=== Given problem ===
Copy everything from the line containing "Can you locate the baseboard" down to the end of the listing, requests included. Multiply each coordinate in the answer points by 0.6 and round to whole numbers, with halves rounded up, leaving the requests and their sample points unchanged.

[Excerpts from a point labeling dataset]
● ● ● ●

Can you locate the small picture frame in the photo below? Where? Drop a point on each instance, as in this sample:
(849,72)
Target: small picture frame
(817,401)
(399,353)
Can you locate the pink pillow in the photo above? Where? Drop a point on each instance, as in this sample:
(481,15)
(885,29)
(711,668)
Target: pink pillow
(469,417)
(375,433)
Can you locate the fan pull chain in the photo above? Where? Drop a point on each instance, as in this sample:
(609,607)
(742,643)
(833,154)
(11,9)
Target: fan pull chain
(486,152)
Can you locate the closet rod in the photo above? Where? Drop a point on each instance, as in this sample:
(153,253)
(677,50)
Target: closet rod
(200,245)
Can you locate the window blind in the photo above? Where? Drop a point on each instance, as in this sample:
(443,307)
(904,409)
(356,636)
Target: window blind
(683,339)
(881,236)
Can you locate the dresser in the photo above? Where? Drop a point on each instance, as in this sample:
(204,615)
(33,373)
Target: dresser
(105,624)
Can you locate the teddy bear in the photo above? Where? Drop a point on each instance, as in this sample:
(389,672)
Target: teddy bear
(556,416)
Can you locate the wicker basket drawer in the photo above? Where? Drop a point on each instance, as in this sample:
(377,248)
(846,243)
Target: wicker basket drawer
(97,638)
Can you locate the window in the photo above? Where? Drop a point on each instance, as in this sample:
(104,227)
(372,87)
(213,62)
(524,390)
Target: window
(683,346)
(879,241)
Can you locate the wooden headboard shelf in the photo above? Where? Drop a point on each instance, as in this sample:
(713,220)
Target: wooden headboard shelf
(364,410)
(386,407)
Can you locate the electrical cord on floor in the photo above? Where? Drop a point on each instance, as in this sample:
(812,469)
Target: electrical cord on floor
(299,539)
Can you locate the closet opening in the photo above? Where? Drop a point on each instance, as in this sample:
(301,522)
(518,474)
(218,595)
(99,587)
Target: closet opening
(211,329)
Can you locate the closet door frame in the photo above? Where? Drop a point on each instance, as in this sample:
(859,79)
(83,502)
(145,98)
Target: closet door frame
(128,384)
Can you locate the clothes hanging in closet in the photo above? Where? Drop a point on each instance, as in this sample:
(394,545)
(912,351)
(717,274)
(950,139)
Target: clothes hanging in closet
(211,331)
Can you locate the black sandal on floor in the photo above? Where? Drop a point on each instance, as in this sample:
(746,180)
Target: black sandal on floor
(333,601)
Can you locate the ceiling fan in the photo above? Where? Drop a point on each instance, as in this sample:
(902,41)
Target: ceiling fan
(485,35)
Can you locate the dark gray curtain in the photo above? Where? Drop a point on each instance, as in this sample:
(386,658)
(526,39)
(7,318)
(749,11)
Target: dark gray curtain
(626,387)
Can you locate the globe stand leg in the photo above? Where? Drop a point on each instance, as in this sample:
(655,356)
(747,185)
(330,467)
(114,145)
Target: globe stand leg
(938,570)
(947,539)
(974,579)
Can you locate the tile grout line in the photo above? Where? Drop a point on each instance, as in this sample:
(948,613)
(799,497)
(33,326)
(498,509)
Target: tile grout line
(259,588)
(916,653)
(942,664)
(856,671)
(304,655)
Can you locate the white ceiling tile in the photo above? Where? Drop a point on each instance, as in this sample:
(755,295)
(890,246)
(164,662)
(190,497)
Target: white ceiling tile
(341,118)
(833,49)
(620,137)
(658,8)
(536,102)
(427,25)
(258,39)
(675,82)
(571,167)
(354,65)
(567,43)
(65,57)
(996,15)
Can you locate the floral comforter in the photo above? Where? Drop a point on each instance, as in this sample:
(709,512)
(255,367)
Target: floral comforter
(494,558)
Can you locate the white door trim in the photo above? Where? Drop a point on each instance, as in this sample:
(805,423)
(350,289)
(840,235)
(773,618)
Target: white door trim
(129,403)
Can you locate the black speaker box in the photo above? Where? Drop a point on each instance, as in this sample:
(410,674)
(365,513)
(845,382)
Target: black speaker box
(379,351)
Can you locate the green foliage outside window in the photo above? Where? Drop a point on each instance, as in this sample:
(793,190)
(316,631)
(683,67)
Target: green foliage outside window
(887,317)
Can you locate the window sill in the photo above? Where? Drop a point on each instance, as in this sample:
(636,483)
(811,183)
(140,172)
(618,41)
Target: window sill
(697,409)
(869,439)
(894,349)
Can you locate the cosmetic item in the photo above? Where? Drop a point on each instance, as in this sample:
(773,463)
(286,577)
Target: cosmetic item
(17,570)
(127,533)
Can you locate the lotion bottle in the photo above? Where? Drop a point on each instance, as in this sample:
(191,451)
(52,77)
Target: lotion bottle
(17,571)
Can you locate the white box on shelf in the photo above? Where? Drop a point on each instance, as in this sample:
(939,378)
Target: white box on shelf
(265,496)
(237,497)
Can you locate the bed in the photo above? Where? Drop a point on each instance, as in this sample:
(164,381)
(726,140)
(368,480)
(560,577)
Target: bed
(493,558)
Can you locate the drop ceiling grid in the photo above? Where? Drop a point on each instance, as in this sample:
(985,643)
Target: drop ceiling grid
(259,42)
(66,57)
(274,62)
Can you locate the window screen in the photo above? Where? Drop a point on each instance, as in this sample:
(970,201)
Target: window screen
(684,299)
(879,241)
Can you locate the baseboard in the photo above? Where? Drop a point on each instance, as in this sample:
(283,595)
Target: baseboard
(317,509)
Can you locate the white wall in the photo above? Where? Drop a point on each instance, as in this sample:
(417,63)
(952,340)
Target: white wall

● ● ● ●

=== Answer for the task ===
Can you locate the baseboard in the photo above? Where? Drop a point on each instance, as in this sample:
(283,595)
Target: baseboard
(190,305)
Can you locate the white wall in the photo above? Where? Drop a point on each instance, as in this sample:
(417,63)
(952,340)
Target: white wall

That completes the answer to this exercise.